PROVIDED PASSAGE:
########

26 August 2020 | Burdekin irrigators are taking the fight to the State Government on water issues.
Burdekin River Irrigation Area (BRIA) irrigators have called for water prices and future dam safety costs to be eased to support the sector’s growth and provide a much needed shot in the arm for the State’s recovery from the COVID-19 crisis.
Government froze irrigation water prices in May but only for 2020/21, following an earlier recommendation by the Queensland Competition Authority for substantial annual price increases in the regulated Water Supply Schemes that service the State’s cane fields.
“If water and electricity are affordable to the growers, it’s going to mean that we’re going to increase our productivity, it’s going to mean more jobs locally, more jobs in the mills, more jobs at the sugar terminals, right through the whole industry,” said BRIA Irrigators Chairman Mr Mario Barbagallo.
“We need certainty from government and from the opposition, in the lead up to the election to know exactly what we’re doing.”
Mario Barbagallo , BRIA Chair
Mr Barbagallo said a strong sugar industry was key to Queensland’s fightback from COVID-19, adding that when the sugar industry suffered, sugar communities up and down the coast and Queenslanders in general suffered as well.
It was a view shared by Burdekin Shire Mayor, Ms Lyn McLaughlin.
“Any changes or increases in production cost always has an effect on our community,” Ms McLaughlin said.
“The effects of that will be far reaching; it doesn’t just affect the farmer, it affects businesses in town, it could affect the production and processing at our mills.
“A strong sugar industry in the Burdekin is really vital for us to sustain the Burdekin community, and I think that Queensland benefits from anything good that the Burdekin does,” she said.

########

SOURCE MATERIAL:
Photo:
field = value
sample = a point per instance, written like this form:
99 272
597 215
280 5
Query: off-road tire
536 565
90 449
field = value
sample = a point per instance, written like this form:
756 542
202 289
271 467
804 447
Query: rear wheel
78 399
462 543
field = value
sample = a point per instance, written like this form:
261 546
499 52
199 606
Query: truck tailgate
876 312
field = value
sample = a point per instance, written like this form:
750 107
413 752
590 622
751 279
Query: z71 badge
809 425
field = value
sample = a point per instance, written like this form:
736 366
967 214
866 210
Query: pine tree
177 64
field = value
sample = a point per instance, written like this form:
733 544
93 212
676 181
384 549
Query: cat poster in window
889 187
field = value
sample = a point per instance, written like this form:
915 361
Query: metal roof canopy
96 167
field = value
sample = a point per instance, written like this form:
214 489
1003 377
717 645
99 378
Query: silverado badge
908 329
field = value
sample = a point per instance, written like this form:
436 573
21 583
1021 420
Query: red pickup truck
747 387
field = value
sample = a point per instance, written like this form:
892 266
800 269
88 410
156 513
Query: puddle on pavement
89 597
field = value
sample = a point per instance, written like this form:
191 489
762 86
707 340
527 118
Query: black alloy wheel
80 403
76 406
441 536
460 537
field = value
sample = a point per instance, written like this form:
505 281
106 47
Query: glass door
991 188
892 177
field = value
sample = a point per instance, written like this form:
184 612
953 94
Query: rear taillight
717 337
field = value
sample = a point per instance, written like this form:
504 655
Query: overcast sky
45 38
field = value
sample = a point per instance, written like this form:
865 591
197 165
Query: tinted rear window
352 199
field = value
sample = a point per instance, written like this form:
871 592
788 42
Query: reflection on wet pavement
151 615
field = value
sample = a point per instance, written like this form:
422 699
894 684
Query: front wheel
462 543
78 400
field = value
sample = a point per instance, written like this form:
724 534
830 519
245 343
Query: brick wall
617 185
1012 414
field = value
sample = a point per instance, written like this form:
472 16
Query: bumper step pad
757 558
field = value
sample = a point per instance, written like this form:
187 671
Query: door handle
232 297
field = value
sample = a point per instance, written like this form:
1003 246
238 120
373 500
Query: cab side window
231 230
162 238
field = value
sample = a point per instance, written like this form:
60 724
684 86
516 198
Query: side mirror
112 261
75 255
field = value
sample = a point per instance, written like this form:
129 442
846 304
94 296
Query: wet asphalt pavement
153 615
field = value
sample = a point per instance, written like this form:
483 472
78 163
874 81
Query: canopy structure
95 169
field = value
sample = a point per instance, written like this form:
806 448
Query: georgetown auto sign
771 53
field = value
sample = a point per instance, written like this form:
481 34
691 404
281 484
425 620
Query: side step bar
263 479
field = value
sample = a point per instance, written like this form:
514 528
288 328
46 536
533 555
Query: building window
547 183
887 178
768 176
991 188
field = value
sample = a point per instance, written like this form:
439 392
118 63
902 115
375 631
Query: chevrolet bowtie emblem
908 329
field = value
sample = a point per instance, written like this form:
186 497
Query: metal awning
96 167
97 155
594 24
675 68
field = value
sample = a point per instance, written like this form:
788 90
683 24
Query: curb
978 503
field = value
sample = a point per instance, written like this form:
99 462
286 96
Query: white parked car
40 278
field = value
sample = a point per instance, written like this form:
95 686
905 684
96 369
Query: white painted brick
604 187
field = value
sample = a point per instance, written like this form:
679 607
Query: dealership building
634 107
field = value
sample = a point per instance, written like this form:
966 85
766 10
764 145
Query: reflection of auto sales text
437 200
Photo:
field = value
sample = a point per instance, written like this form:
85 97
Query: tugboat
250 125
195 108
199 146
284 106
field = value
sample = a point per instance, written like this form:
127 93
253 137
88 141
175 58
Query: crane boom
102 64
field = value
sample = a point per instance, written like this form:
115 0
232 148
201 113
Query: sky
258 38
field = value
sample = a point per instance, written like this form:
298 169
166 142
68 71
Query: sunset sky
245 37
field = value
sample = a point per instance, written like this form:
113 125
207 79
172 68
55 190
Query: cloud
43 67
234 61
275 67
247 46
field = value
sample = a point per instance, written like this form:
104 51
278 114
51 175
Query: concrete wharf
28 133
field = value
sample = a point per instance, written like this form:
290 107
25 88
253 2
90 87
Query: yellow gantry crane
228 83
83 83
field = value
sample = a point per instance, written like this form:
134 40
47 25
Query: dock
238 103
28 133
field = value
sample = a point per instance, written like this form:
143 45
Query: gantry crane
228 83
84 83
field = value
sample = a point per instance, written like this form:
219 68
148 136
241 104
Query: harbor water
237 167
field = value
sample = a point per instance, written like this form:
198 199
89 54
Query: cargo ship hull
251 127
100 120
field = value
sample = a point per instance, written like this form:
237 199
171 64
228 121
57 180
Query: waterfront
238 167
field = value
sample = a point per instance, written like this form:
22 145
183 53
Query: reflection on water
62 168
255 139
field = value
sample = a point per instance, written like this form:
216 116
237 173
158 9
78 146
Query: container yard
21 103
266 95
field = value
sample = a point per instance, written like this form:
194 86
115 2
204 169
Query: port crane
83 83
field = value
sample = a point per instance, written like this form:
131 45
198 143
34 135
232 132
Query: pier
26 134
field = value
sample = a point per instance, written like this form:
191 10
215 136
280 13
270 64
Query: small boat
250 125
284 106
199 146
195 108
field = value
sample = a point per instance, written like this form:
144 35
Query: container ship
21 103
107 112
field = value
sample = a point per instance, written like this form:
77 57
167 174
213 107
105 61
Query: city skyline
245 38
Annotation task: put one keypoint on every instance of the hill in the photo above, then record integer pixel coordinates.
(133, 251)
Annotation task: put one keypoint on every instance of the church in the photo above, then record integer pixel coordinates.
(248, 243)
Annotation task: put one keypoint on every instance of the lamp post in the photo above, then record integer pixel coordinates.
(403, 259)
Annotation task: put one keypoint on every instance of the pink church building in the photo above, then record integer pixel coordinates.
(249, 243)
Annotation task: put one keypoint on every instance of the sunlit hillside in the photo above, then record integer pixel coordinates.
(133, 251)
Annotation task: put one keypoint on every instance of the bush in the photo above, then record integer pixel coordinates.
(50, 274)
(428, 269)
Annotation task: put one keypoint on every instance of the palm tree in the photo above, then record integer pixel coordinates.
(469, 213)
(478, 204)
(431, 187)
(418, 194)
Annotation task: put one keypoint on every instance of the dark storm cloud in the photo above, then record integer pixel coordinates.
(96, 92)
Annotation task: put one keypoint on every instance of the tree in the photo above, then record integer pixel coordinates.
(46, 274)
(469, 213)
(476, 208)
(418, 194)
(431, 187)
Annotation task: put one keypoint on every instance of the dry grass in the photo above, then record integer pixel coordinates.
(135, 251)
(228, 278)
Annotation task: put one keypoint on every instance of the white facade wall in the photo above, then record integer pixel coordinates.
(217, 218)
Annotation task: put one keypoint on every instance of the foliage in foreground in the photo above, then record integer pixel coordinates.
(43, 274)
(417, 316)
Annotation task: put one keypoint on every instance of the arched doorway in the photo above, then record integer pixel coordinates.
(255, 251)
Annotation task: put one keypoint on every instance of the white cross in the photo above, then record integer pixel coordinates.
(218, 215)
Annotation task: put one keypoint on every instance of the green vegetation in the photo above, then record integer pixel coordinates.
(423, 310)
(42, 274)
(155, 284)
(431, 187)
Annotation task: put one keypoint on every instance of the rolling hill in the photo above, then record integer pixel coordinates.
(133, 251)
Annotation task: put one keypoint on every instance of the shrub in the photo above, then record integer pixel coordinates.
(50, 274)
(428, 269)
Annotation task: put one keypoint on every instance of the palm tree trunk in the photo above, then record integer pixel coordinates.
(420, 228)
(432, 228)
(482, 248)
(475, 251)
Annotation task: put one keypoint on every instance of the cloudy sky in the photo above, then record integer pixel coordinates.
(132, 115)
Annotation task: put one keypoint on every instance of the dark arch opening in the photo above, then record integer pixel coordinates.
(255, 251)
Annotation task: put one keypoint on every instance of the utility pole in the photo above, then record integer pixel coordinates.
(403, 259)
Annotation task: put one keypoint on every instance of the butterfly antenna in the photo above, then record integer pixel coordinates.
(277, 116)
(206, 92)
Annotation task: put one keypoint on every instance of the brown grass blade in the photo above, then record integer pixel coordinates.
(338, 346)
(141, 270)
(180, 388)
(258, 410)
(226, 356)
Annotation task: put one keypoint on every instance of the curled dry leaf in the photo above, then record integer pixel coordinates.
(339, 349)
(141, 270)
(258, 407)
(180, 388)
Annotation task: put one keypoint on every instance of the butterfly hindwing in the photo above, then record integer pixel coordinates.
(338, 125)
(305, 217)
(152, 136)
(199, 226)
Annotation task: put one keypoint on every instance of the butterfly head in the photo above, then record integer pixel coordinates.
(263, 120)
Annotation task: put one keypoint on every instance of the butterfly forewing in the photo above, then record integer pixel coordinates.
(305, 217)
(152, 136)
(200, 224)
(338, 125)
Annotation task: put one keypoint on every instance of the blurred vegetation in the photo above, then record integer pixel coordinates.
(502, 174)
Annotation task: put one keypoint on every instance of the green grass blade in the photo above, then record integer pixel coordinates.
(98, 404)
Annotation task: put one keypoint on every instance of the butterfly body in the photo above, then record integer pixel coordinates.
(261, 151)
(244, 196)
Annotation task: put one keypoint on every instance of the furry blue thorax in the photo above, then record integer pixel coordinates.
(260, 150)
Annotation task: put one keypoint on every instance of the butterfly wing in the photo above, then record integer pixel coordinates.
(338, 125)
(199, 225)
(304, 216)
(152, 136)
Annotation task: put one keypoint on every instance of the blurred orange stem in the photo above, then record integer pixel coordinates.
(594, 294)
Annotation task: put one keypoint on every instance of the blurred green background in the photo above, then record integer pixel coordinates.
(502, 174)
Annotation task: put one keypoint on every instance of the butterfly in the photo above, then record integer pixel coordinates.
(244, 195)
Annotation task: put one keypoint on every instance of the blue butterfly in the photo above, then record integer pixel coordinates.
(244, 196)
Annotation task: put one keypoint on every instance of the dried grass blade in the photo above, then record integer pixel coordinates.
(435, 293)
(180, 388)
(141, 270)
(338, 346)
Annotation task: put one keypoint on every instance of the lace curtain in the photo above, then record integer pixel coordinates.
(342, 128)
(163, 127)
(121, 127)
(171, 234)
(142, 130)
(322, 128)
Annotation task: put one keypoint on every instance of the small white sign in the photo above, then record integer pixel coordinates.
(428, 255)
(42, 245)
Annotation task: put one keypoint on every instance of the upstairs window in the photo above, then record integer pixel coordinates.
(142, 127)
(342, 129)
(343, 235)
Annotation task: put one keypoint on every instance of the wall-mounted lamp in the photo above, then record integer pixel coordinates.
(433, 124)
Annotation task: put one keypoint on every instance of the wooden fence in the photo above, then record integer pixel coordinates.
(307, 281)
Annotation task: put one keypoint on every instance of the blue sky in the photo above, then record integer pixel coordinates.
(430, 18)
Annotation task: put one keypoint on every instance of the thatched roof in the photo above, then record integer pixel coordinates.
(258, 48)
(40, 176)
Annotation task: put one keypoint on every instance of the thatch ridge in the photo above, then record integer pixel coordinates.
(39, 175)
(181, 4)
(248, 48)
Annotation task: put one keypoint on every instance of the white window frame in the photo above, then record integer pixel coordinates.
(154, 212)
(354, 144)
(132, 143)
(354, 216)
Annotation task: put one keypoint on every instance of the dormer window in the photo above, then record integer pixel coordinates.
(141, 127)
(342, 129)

########

WHAT TO DO:
1: Decide whether each statement below agrees with the article on Burdekin irrigators and water prices. Answer yes or no for each, and quote the words from the article that decide it.
(a) The State Government's freeze on irrigation water prices applies only to 2020/21.
(b) The Queensland Competition Authority recommended lowering irrigation water prices.
(c) Lyn McLaughlin chairs the BRIA Irrigators.
2: Write the next part of the article on Burdekin irrigators and water prices, continuing after its final sentence.

ANSWERS FOR EACH ITEM:
1:
(a) Yes: "Government froze irrigation water prices in May but only for 2020/21"
(b) No: "an earlier recommendation by the Queensland Competition Authority for substantial annual price increases"
(c) No: "It was a view shared by Burdekin Shire Mayor, Ms Lyn McLaughlin."

2:
With Queenslanders due to head to the polls in two months, the Australian Sugar Milling Council (ASMC) last week called for urgent talks with the State Government to action supportive water policies.
“We can help Queensland back on the road to recovery and support the Premier’s focus on job creation, but not without a return to affordable water pricing levels,” ASMC chief executive David Pietsch said.
“Lower water costs translate to more efficient irrigation use and higher cane yields, which will significantly relieve the current challenges faced by many cane farming enterprises and sugar mills, as well as businesses heavily reliant on them such as local service providers,” Mr Pietsch said.
Mr Pietsch said the Queensland sugar industry contributed in excess of $4 billion to the Queensland economy annually and supported more than 23,000 jobs throughout the State, but the industry faced significant challenges including flat-lining productivity, increasing overseas competition and depressed global sugar prices.
A report by ASMC* handed down in April demonstrated that a 25 percent reduction in the price of irrigated water could deliver up to $220 million in additional economic activity and an additional 140 direct jobs and indirect jobs.